◆ Task set ◆
(a) Please answer these questions using the forum post about the MediaWiki API error:
(i) Which browser, including its version, loaded the query URL without trouble?
(ii) What tool captured the headers from the browser?
(iii) Which HTTP method did the Perl code use, and which did the browser use?
(b) Please carry on the forum post about the MediaWiki API error from the point where it stops.

◆ Given text ◆
════════════════

OK, here are more pieces to the puzzle. The issue is not yet resolved so I would still appreciate input on this.
I did more searches through MediaWiki docs and ultimately ended up on the MediaWiki IRC channel (http://www.mediawiki.org/wiki/MediaWiki_on_IRC). With the help from those guys, I found the following:
- The query shown in the test code in the parent node (my $titles = $mw->api(...)) works. It was verified against two test sites:
# $mw->{config}->{api_url} = 'http://test.wikipedia.org/w/api.php';
# $mw->{config}->{api_url} = 'https://secure.wikimedia.org/wikipedia/t
+est/w/api.php';
Therefore, I don't think the issue is with either the module or the API call.
-
As mentioned in the parent node, the query URL works fine when accessed from a browser (specifically, Firefox 3.0.5).
-
I compared the headers from the browser (captured via Live HTTP Headers) with those in the $mw object (via Data::Dumper). Other than more detail provided in the output by Data::Dumper related to the ssl certificate/etc they looked equivalent. The only difference that stuck out to my eyes was that the perl code used a POST method while the browser used GET.
-
After examining the output of Dumper( $mw ) I noticed that while the HTTP::Response object contained only the 403 error shown in the parent node (and the stack trace contained no new information), the content of the returned page was not null and may be significant:
'_content' =>
'<?xml version="1.0" encoding="ISO-8859-1"?>
<!DOCTYPE html PUBLIC "-//W3C//DTD XHTML 1.0 Strict//EN" "http://w
+ww.w3.org/TR/xhtml1/DTD/xhtml1-strict.dtd">
<html xmlns="http://www.w3.org/1999/xhtml" lang="en" xml:lang="en"

════════════════

◆ Provided records ◆
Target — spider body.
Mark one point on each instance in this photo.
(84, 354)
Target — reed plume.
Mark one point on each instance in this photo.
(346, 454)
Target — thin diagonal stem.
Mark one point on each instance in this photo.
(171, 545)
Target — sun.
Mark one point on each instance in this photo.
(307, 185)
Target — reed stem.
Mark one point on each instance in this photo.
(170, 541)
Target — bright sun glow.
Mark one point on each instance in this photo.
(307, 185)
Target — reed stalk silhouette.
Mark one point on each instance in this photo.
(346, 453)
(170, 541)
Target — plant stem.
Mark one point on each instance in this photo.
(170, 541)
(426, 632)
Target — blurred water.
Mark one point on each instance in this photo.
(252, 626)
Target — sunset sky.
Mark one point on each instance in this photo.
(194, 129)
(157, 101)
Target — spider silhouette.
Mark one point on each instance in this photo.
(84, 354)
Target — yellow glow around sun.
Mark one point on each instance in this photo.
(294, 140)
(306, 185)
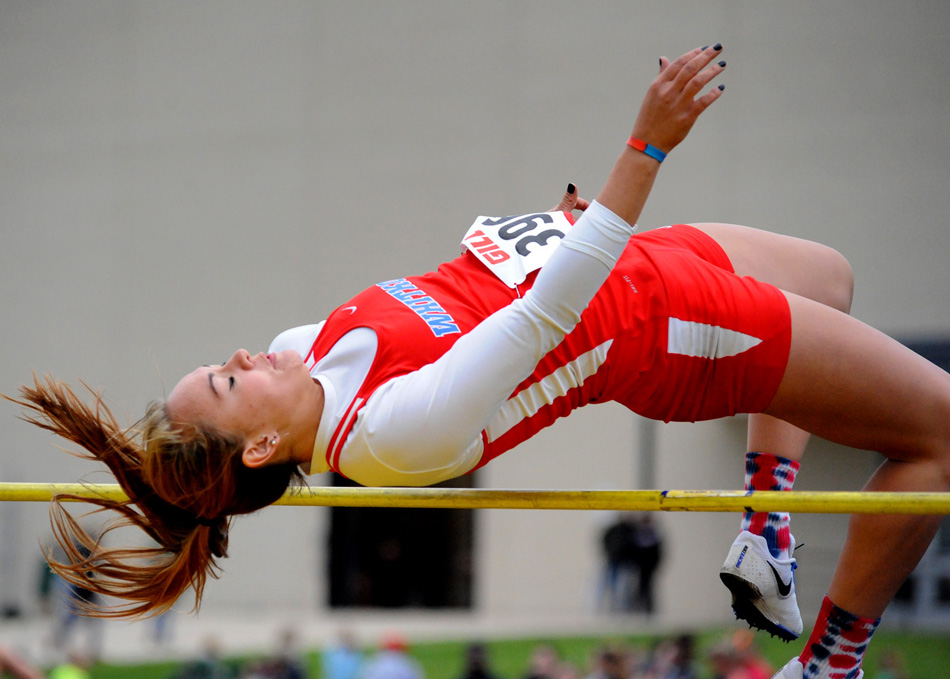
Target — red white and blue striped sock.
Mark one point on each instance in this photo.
(769, 472)
(837, 645)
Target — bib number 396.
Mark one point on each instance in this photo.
(512, 247)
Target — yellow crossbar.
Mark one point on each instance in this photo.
(809, 502)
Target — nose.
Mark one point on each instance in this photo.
(239, 360)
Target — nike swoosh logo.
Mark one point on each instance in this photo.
(784, 589)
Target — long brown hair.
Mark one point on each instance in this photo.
(183, 487)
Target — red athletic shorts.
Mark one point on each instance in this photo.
(717, 343)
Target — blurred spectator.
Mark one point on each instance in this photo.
(672, 659)
(544, 664)
(619, 544)
(567, 670)
(611, 663)
(12, 665)
(738, 658)
(342, 660)
(476, 663)
(647, 554)
(288, 662)
(209, 665)
(392, 661)
(890, 665)
(633, 551)
(75, 668)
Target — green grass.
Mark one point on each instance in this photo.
(926, 656)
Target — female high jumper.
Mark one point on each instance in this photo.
(424, 378)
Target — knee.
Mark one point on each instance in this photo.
(838, 279)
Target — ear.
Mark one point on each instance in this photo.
(261, 451)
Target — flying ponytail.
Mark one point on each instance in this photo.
(183, 488)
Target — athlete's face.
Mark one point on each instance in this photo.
(248, 396)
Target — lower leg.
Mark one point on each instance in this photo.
(881, 551)
(775, 448)
(852, 385)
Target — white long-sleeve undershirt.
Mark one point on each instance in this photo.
(425, 426)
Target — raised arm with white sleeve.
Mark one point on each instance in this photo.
(426, 426)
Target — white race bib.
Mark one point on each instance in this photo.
(513, 247)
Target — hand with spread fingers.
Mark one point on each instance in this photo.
(673, 101)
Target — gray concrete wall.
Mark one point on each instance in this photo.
(180, 179)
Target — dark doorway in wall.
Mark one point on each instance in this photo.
(400, 558)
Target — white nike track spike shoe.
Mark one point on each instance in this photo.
(794, 670)
(763, 586)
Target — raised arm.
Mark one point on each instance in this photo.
(668, 112)
(426, 426)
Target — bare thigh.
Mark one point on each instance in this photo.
(796, 265)
(851, 384)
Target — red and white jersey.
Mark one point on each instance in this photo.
(429, 377)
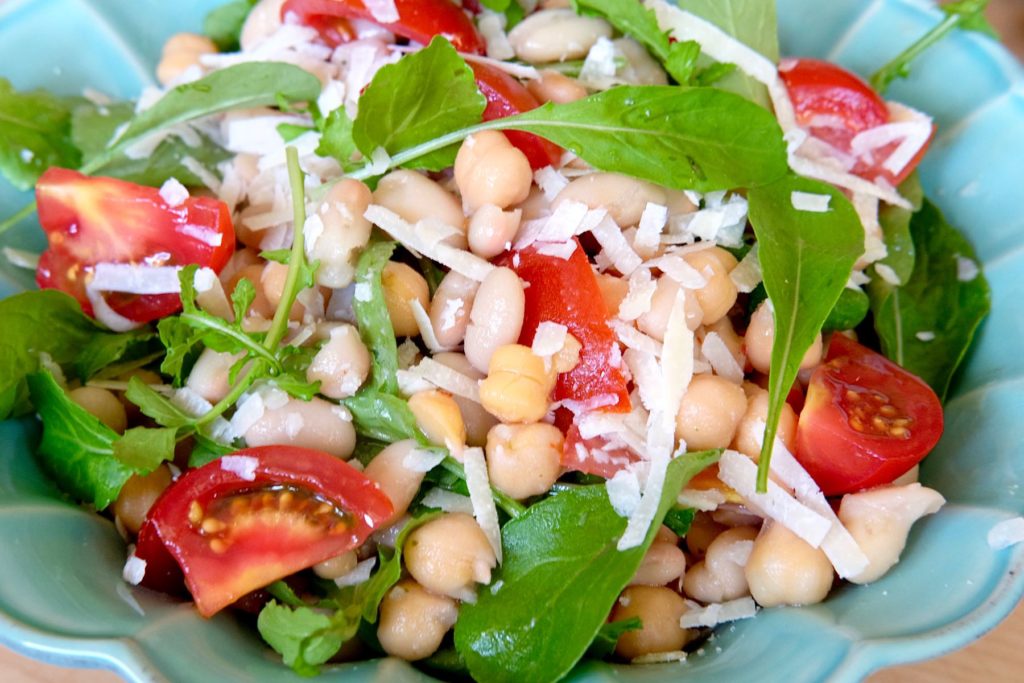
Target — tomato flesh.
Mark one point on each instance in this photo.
(231, 535)
(865, 420)
(419, 20)
(90, 220)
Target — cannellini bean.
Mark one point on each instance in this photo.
(496, 317)
(478, 422)
(345, 232)
(761, 335)
(402, 285)
(415, 197)
(414, 622)
(720, 575)
(663, 563)
(180, 52)
(492, 230)
(102, 404)
(710, 412)
(489, 170)
(880, 521)
(555, 87)
(138, 495)
(451, 305)
(624, 198)
(524, 460)
(556, 35)
(784, 569)
(449, 555)
(397, 481)
(659, 609)
(341, 365)
(313, 424)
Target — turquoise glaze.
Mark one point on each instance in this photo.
(61, 598)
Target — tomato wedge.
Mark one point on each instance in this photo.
(246, 520)
(566, 292)
(418, 19)
(507, 96)
(90, 220)
(835, 105)
(865, 420)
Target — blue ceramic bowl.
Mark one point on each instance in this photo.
(61, 598)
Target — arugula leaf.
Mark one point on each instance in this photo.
(422, 96)
(35, 133)
(968, 14)
(372, 317)
(532, 624)
(935, 299)
(806, 259)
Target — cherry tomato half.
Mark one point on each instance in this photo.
(90, 220)
(865, 421)
(418, 19)
(231, 535)
(836, 104)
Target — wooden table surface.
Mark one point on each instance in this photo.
(996, 657)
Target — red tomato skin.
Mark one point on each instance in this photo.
(88, 220)
(566, 292)
(506, 96)
(842, 460)
(419, 20)
(822, 89)
(260, 551)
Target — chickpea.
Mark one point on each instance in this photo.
(209, 376)
(663, 563)
(180, 52)
(314, 424)
(717, 297)
(710, 413)
(138, 495)
(750, 433)
(491, 229)
(555, 87)
(496, 318)
(398, 482)
(556, 35)
(720, 575)
(517, 386)
(524, 460)
(784, 569)
(341, 365)
(402, 285)
(478, 422)
(102, 404)
(880, 520)
(415, 197)
(623, 197)
(345, 232)
(449, 554)
(413, 622)
(659, 609)
(438, 418)
(489, 170)
(336, 566)
(451, 305)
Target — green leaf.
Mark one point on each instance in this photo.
(422, 96)
(77, 449)
(35, 133)
(806, 260)
(560, 577)
(372, 317)
(934, 300)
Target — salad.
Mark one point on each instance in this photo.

════════════════

◆ Answers ◆
(a)
(i) Firefox 3.0.5
(ii) Live HTTP Headers
(iii) The Perl code used POST, and the browser used GET.

(b)
+>
<head>
<title>Access forbidden!</title>
<link rev="made" href="mailto:you@example.com" />
<style type="text/css"><!--/*--><![CDATA[/*><!--*/
body { color: #000000; background-color: #FFFFFF; }
a:link { color: #0000CC; }
p, address {margin-left: 3em;}
span {font-size: smaller;}
/*]]>*/--></style>
</head>
<body>
<h1>Access forbidden!</h1>
<p>
You don\'t have permission to access the requested obj
+ect.
It is either read-protected or not readable by the ser
+ver.
</p>
<p>
If you think this is a server error, please contact
the <a href="mailto:you@example.com">webmaster</a>.
</p>
<h2>Error 403</h2>
<address>
<a href="/">cabig-kc.nci.nih.gov</a><br />
<span>Sat Mar 28 02:18:28 2009<br />
Apache</span>
</address>
</body>
</html>
My conclusion is that despite setting the agent to 'Mozilla/5.0' the program is still not acting enough like a browser. My naive assessment is that the server is rejecting the request because it looks too much like a bot, but the functionality is available because the same request from a browser works.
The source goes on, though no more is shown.